__YOUR INSTRUCTIONS__:
Your answer must be an exact copy of the records below, with no pictures in it.

__TASK INPUTS__:
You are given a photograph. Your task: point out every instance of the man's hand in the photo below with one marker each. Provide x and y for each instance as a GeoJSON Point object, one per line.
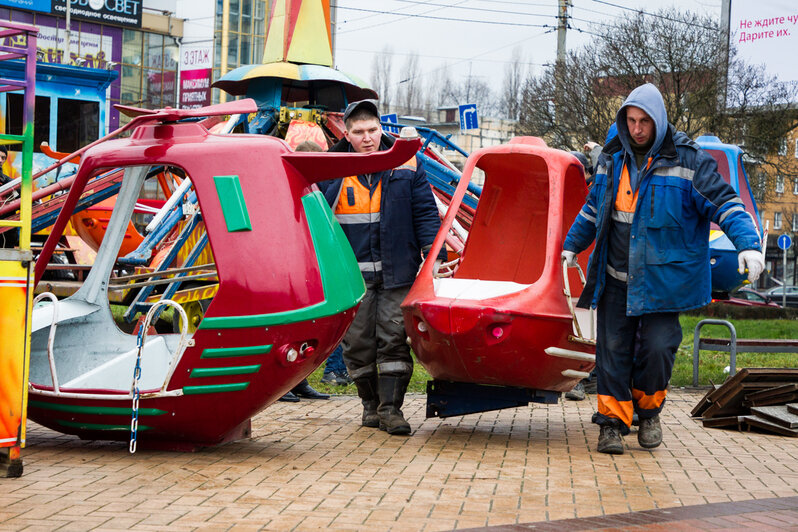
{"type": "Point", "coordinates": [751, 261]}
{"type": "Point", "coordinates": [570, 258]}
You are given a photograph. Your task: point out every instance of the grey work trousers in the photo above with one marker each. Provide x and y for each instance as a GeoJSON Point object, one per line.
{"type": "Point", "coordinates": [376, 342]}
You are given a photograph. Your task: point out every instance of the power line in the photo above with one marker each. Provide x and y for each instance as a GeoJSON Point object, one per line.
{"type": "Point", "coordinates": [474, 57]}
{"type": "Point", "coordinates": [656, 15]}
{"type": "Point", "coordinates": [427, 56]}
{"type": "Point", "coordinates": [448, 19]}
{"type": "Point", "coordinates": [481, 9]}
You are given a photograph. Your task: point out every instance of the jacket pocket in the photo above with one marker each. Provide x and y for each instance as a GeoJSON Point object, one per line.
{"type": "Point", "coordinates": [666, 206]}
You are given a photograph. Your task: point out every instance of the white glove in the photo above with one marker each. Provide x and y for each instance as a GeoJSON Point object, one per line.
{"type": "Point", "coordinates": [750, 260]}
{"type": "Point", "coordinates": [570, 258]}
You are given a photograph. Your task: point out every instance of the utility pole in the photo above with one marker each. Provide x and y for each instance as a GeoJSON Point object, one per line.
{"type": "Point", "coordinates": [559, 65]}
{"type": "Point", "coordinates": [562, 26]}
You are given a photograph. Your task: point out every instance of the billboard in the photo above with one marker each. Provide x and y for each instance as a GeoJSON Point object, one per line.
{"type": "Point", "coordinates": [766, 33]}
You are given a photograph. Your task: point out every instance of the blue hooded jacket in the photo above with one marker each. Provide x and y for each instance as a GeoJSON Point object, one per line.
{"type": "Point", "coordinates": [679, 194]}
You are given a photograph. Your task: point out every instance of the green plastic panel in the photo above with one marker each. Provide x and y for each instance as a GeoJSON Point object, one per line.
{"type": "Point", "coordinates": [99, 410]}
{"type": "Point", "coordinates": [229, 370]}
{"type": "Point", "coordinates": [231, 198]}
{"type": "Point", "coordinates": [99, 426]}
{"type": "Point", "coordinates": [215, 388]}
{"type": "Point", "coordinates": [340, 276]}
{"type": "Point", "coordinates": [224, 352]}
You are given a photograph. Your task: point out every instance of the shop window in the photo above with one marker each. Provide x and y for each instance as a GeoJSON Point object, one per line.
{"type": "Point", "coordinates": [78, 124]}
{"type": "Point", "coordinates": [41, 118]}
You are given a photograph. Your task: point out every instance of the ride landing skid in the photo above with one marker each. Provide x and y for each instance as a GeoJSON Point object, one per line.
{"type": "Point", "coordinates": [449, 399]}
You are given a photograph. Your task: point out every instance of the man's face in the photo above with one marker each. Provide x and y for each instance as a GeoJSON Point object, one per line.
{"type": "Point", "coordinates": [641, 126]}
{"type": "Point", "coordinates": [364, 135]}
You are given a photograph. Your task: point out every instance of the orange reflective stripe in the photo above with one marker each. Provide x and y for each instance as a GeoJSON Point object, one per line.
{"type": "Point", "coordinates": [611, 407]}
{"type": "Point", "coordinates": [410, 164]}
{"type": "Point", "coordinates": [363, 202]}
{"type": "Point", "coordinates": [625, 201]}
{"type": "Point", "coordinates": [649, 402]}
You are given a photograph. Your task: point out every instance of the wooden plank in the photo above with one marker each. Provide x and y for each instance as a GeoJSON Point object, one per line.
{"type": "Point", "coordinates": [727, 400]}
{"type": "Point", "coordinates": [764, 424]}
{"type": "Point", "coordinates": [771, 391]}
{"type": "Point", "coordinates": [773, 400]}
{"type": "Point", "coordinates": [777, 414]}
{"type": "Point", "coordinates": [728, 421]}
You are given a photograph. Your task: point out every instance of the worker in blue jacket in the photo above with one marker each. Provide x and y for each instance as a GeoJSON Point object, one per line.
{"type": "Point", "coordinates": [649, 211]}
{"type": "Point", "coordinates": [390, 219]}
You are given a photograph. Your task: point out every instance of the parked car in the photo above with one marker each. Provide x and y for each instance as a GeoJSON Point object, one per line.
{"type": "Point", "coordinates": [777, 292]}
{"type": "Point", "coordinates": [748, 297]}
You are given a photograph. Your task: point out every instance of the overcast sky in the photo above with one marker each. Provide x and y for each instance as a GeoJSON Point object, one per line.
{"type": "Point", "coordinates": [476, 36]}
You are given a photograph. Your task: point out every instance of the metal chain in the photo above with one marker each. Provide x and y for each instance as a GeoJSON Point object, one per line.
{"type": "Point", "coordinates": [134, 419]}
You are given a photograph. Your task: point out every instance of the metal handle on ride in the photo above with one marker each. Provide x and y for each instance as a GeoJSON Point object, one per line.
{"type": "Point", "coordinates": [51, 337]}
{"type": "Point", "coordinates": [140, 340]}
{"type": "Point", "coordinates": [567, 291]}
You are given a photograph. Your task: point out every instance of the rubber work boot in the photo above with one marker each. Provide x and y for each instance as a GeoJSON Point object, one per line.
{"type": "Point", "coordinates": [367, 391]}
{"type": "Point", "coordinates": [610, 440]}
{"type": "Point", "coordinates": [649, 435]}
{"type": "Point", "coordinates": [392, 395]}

__WRITTEN RESPONSE__:
You are given a photograph. Your task: point out every instance of the man's hand in the photo below with one marker each. Provide x and y for each instance as a GeoJSON Point object, one per line.
{"type": "Point", "coordinates": [751, 261]}
{"type": "Point", "coordinates": [570, 258]}
You are given a photograph. Your task: point out every instance of the grey work trousers in the photo above with one marker each. Provide x and y for each instance as a GeoJSON Point object, one per line.
{"type": "Point", "coordinates": [376, 342]}
You are given a photograph. Your task: point out every instance of the power line in the photo above with one marker each. Provide x and y for each instance as a GeoJSON Point object, one per line.
{"type": "Point", "coordinates": [474, 57]}
{"type": "Point", "coordinates": [656, 15]}
{"type": "Point", "coordinates": [427, 56]}
{"type": "Point", "coordinates": [448, 19]}
{"type": "Point", "coordinates": [481, 9]}
You are given a photograph. Your task: point out every instance of the jacket pocket in the photo above with one marker each. Provide x and y for each instance as a GeoJSON Point object, one per line.
{"type": "Point", "coordinates": [666, 206]}
You are given a photograph. Your task: point out every instance of the white glove in the photo above with one marker each. Provide x and y for each instance as a GeoJSON Point object, one per line.
{"type": "Point", "coordinates": [750, 260]}
{"type": "Point", "coordinates": [570, 258]}
You are given a photograph. Your task: point out every instance of the utility pole in the photo above with one marker each. Provide x and y for each instance as a GeoJSON Point object, one per line.
{"type": "Point", "coordinates": [559, 65]}
{"type": "Point", "coordinates": [562, 26]}
You are given a photograph. Your task: point out every instance of the billboard in the photo above with one marker each. Provide x and y for each instance as a GeoJSON Point object, one per line.
{"type": "Point", "coordinates": [766, 33]}
You are given a photograph. Your task: point out every instance of the blue hooded jacket in the photo above with one marker each. Provide x and y for each instance as a GeoJSON Point object, one per line.
{"type": "Point", "coordinates": [679, 194]}
You are given a photograph. Your task: point out every instance of the green plastic panel in the photo above with one marker each. Provide x and y for each instance as a GeoJSON Point object, one per line.
{"type": "Point", "coordinates": [99, 410]}
{"type": "Point", "coordinates": [229, 370]}
{"type": "Point", "coordinates": [231, 198]}
{"type": "Point", "coordinates": [99, 426]}
{"type": "Point", "coordinates": [215, 388]}
{"type": "Point", "coordinates": [340, 276]}
{"type": "Point", "coordinates": [224, 352]}
You are given a photograph. Your task: point out every instance of the shop window in the photo above with one marker each. Provide x and y for each instance as a GeoJSON Point object, one per line.
{"type": "Point", "coordinates": [78, 124]}
{"type": "Point", "coordinates": [41, 118]}
You are given a photograph. Your task: point out every instance of the ride landing skid in the photo above with one marker each. Provide x and y for each instance as a GeoJSON Point object, one per line.
{"type": "Point", "coordinates": [449, 399]}
You are given a photograph. Your task: point out every instance of the man's face in the photo above with one marker each. Provide x and y for each instance as a GeoJSON Point object, one per line.
{"type": "Point", "coordinates": [641, 126]}
{"type": "Point", "coordinates": [364, 135]}
You are given a photograph. Your task: point out every instance of the orange reflective stripe in the photo above with one marker each. Provide x and y for each instance as a GeoJSON Point object, one per line.
{"type": "Point", "coordinates": [611, 407]}
{"type": "Point", "coordinates": [410, 164]}
{"type": "Point", "coordinates": [363, 202]}
{"type": "Point", "coordinates": [625, 201]}
{"type": "Point", "coordinates": [649, 402]}
You are given a photograph. Your task: point out every instance of the wooden plank in the photo above with one marker each. Provide x and y for each instance as a GeoJSON Point object, one per line.
{"type": "Point", "coordinates": [727, 400]}
{"type": "Point", "coordinates": [764, 424]}
{"type": "Point", "coordinates": [771, 391]}
{"type": "Point", "coordinates": [773, 400]}
{"type": "Point", "coordinates": [777, 414]}
{"type": "Point", "coordinates": [728, 421]}
You are given a photograph. Your task: point out every instance of the worker in blue jacket in the photo above with one marker each. Provide x and y for each instance as a GeoJSON Point object, one per line.
{"type": "Point", "coordinates": [649, 211]}
{"type": "Point", "coordinates": [390, 219]}
You are given a photograph. Your task: point out every instance of the parked car in the photo above with one marker each. Provide x and y for each instance as a GeoJSON Point object, one per line.
{"type": "Point", "coordinates": [777, 292]}
{"type": "Point", "coordinates": [748, 297]}
You are given a photograph. Your task: point out every instance of the overcast sky in the photo above with one marker each. Provide x and y for each instance as a GeoJSON Point object, one per line.
{"type": "Point", "coordinates": [476, 36]}
You are given a photograph. Your task: point out every instance of the metal chain in the photo above with one marker each. Provide x and y for each instance as a GeoJSON Point object, one per line.
{"type": "Point", "coordinates": [134, 419]}
You are given a photograph. Your task: point out every instance of the metal handle on ride in the photo above with one marker each. Provide x and y for each instance as a GeoJSON Point object, one per line.
{"type": "Point", "coordinates": [51, 337]}
{"type": "Point", "coordinates": [140, 340]}
{"type": "Point", "coordinates": [567, 291]}
You are given a photograph. Your task: point out every instance of the rubber work boot in the photo above with one marker each. Provide x and y for each instance as a GeoJSON Point object, one per line.
{"type": "Point", "coordinates": [367, 391]}
{"type": "Point", "coordinates": [610, 440]}
{"type": "Point", "coordinates": [649, 435]}
{"type": "Point", "coordinates": [392, 395]}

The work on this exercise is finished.